» Instructions for the task:
Please copy the lines exactly, starting at the line that contains "Where can the background" and ending at the line that contains "[1203, 186]", with both of those lines included.

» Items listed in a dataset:

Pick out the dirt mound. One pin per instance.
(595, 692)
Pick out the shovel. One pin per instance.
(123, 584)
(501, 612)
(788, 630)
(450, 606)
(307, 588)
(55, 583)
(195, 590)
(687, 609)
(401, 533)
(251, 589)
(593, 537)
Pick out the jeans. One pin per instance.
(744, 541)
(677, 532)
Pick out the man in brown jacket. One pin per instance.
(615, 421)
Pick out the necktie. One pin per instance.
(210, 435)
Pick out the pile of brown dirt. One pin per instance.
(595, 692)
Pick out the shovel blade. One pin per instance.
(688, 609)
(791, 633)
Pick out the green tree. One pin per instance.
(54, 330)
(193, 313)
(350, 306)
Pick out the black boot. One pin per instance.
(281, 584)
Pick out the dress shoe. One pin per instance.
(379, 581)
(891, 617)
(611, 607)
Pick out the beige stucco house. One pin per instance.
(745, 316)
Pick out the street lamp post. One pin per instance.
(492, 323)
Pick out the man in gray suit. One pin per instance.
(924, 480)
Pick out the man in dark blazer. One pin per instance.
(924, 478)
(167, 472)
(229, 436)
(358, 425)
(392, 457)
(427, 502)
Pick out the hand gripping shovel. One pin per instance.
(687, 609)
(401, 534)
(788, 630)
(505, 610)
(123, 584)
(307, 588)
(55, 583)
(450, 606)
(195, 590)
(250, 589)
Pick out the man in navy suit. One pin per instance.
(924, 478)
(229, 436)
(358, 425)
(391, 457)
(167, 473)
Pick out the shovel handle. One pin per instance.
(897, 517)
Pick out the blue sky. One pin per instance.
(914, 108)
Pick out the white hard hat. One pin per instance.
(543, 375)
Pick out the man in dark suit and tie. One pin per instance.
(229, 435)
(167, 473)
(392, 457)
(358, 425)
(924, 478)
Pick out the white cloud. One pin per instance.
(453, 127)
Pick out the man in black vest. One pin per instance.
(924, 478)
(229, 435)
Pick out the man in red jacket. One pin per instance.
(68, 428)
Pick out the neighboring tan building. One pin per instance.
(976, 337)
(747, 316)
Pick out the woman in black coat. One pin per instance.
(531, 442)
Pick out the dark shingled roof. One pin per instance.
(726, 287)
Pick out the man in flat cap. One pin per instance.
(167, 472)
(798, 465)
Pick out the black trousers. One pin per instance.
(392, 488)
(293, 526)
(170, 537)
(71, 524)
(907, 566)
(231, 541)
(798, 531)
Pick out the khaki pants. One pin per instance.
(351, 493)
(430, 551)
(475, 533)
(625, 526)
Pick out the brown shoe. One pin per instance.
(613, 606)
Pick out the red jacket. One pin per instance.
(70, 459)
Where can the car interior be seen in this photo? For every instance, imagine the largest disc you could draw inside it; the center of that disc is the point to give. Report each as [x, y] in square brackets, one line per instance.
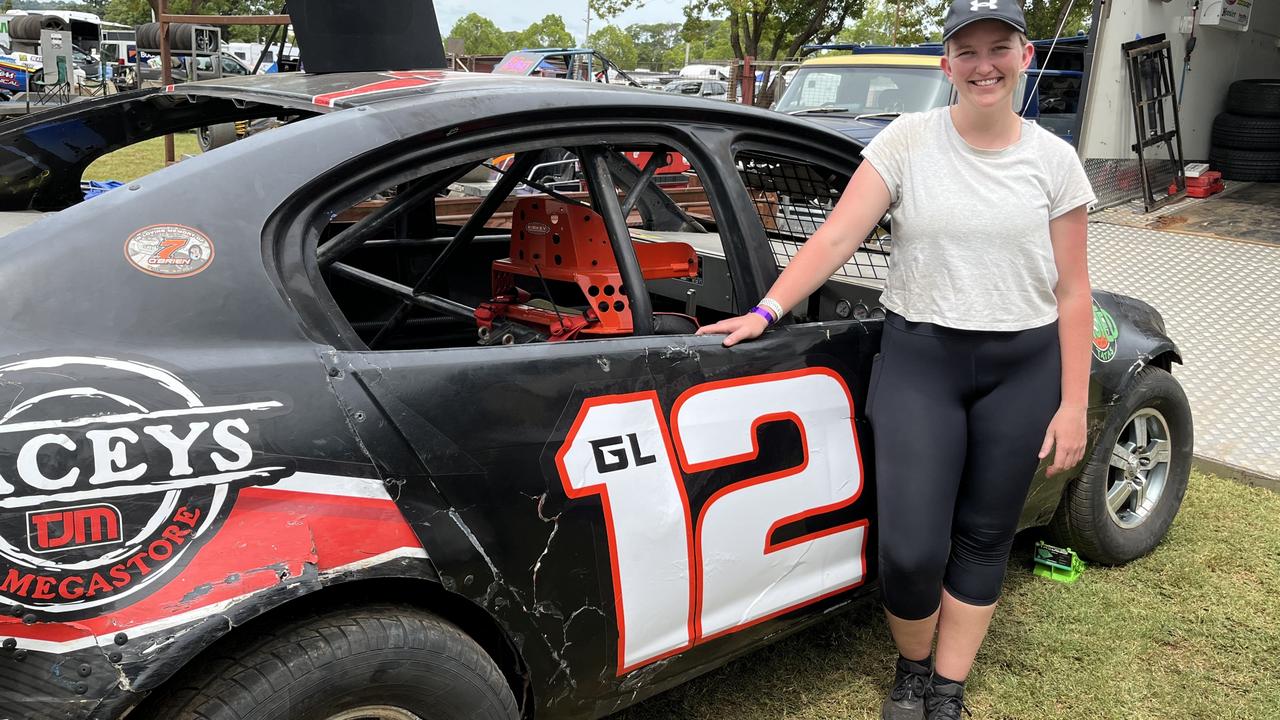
[519, 249]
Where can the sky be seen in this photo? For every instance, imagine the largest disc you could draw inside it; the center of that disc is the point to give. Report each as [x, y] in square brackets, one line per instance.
[510, 14]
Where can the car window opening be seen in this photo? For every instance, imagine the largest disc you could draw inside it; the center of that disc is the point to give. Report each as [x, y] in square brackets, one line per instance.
[519, 249]
[792, 197]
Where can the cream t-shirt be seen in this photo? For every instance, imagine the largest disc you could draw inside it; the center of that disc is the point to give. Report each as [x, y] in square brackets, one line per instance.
[970, 227]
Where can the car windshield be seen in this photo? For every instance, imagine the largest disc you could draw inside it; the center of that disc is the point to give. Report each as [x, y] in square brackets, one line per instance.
[864, 90]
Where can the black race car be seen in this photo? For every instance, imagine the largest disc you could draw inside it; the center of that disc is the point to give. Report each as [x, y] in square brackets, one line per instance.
[291, 429]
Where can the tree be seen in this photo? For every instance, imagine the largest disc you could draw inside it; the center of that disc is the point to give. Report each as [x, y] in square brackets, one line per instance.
[480, 36]
[616, 45]
[708, 40]
[653, 41]
[137, 12]
[762, 28]
[1043, 17]
[547, 32]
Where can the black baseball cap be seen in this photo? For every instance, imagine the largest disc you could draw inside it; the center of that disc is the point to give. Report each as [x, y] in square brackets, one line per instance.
[967, 12]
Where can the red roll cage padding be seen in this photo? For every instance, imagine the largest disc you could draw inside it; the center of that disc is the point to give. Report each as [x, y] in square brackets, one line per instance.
[557, 241]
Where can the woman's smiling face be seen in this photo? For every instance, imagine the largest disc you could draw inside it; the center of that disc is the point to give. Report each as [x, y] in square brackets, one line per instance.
[984, 60]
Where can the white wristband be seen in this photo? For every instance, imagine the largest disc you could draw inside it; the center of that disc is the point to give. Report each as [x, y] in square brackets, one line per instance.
[773, 305]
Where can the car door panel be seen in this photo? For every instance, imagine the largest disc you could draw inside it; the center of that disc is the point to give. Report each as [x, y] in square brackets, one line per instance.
[513, 438]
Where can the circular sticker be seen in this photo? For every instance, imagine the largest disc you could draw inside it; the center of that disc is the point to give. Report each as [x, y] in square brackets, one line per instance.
[1105, 335]
[169, 251]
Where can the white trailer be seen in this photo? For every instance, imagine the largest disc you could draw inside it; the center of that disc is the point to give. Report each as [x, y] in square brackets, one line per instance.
[1234, 40]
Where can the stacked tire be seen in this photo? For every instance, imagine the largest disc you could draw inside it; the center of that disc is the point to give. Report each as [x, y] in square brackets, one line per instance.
[27, 27]
[1246, 142]
[179, 37]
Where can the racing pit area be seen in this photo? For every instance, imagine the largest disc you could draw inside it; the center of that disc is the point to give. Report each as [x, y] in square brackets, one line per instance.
[375, 391]
[1201, 90]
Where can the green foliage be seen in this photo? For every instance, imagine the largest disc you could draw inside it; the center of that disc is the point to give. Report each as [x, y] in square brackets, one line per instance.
[616, 45]
[547, 32]
[896, 22]
[480, 36]
[709, 42]
[768, 30]
[1193, 625]
[128, 12]
[137, 12]
[1042, 17]
[653, 41]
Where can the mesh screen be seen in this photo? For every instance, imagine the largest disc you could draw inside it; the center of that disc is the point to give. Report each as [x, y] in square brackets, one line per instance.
[792, 199]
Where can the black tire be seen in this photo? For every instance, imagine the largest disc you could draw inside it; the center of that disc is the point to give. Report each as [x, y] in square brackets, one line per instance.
[1258, 96]
[1246, 133]
[355, 657]
[147, 36]
[1246, 164]
[26, 27]
[215, 136]
[1083, 520]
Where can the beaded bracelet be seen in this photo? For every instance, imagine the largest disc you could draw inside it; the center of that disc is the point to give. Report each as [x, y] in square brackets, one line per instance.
[764, 313]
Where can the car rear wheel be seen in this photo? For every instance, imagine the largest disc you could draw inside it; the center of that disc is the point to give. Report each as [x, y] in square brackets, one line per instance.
[380, 662]
[1124, 501]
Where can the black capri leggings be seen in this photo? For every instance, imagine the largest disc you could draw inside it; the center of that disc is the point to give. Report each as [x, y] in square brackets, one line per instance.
[959, 418]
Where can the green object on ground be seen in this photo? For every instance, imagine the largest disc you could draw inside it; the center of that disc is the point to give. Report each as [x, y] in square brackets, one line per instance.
[1059, 564]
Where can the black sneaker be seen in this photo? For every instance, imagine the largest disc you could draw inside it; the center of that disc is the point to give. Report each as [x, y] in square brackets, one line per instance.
[944, 701]
[906, 700]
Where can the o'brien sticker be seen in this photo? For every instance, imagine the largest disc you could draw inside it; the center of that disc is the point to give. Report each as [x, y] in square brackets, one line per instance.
[113, 473]
[169, 251]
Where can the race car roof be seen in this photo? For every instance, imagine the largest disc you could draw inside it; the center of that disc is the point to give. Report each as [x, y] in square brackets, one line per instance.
[350, 90]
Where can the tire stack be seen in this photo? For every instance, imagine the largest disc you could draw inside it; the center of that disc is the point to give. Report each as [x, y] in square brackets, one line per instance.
[1246, 144]
[27, 27]
[179, 37]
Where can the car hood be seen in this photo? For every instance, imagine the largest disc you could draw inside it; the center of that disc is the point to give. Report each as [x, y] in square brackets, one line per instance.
[863, 131]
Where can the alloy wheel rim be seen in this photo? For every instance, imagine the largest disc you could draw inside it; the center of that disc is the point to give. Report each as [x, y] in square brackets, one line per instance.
[1138, 468]
[375, 712]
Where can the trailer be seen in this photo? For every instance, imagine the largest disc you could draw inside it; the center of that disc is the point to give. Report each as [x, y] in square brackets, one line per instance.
[1162, 72]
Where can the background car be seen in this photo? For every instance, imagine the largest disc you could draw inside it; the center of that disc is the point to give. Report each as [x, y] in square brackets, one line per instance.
[328, 438]
[713, 89]
[229, 65]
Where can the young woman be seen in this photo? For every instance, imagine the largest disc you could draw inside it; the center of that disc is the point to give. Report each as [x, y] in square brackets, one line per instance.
[984, 361]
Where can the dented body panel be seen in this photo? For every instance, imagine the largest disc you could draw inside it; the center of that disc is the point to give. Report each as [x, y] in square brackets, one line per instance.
[201, 449]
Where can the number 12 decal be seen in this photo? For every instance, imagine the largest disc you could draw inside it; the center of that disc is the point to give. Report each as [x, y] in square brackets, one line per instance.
[677, 582]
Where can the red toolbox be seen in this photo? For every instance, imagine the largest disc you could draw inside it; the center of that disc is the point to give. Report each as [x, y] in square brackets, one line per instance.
[1203, 186]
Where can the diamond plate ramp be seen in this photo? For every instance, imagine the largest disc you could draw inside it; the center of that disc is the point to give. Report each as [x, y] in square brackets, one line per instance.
[1221, 305]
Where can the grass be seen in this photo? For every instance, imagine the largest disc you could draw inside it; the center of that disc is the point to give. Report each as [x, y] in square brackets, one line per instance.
[136, 160]
[1189, 632]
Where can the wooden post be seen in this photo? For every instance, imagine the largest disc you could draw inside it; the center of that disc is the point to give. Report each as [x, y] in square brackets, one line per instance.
[165, 72]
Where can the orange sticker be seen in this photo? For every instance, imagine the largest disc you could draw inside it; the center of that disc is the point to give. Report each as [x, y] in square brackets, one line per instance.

» Answer to this task:
Where can the background car be seen in this photo? For every instance, imagine the largest disc you could draw inside it; the center of that disc is the point to give. Report each as [x, y] in square brackets, one line per instance.
[328, 438]
[713, 89]
[229, 65]
Where can the young woman be seen in this photo? For every instance, imagine the largest disc you could draw inside it; the center of that disc is the point to give. Report each as [x, y] in square brackets, one line per instance.
[984, 361]
Where can the dented body panel be seen in this photo? For every instance, imagine the largest disc you could draw inside it; the center of that disc is the point to give. Report each as [x, y] in square brackets, one line per instance.
[201, 449]
Where can the number 12 decal be seen in this photo? For every instance, imagine the largest disc you could draw inside it; the center of that disc is the point to give. Report each as [x, y] in square brackets, one line per instance.
[677, 582]
Where can the red toolbox be seen in this photo? For every instance, imagine the largest disc you could draw inside it; the center of that disc is the point to give. Report each as [x, y] in square brackets, one line per instance.
[1203, 186]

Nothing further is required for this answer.